### Exercise requirements
In the listing below, swap every "window ledge" for "stone bench" and reproduce the lines with nothing else changed.

### Supplied entries
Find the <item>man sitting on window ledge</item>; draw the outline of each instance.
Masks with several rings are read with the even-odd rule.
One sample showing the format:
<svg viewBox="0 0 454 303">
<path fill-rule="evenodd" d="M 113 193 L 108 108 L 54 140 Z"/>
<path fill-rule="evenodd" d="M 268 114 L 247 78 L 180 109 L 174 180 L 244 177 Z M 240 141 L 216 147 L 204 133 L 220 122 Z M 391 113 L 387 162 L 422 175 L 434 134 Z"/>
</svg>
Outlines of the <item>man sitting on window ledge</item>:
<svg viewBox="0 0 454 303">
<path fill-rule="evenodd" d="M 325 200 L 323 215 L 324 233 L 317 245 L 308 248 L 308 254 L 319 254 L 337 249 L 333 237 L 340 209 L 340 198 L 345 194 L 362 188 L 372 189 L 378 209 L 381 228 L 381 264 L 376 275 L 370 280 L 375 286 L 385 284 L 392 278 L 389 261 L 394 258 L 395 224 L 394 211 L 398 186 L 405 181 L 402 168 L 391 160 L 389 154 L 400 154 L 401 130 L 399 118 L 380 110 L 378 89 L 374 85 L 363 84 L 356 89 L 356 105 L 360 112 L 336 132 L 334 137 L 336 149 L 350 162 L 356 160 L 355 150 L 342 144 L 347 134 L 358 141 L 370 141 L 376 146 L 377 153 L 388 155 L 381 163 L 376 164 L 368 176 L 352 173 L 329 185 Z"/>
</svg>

### Solution to the problem
Find the <item>man sitting on stone bench</item>; draw the outline of each instance.
Masks with several rings are read with the even-odd rule.
One sample showing the format:
<svg viewBox="0 0 454 303">
<path fill-rule="evenodd" d="M 113 193 L 108 108 L 54 140 Z"/>
<path fill-rule="evenodd" d="M 268 114 L 247 78 L 180 109 L 174 180 L 244 177 Z M 240 141 L 216 147 L 204 133 L 220 122 Z M 391 113 L 387 162 L 422 175 L 434 134 Z"/>
</svg>
Outlines of the <item>man sitting on stone bench</item>:
<svg viewBox="0 0 454 303">
<path fill-rule="evenodd" d="M 325 200 L 323 215 L 324 233 L 317 245 L 308 248 L 308 254 L 319 254 L 337 249 L 333 237 L 340 209 L 340 198 L 345 194 L 362 188 L 372 189 L 378 209 L 381 228 L 381 264 L 376 275 L 370 280 L 375 286 L 385 284 L 392 278 L 389 261 L 394 258 L 395 224 L 394 211 L 398 186 L 405 181 L 402 168 L 391 160 L 389 154 L 400 154 L 401 130 L 399 118 L 380 110 L 378 89 L 374 85 L 363 84 L 356 89 L 356 105 L 360 112 L 336 132 L 334 137 L 336 149 L 350 162 L 356 160 L 355 150 L 342 144 L 347 134 L 358 141 L 370 141 L 376 146 L 377 153 L 388 155 L 381 163 L 376 164 L 368 176 L 352 173 L 329 185 Z"/>
</svg>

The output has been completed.